The task:
Give each entry back by retyping it exactly as written.

Data to examine:
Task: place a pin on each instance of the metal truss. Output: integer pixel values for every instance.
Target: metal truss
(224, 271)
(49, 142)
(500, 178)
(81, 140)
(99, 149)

Written answer:
Task: place a pin on each instance of the metal truss. Output: integer pixel values for every instance.
Target: metal truss
(224, 271)
(49, 142)
(500, 178)
(81, 140)
(99, 149)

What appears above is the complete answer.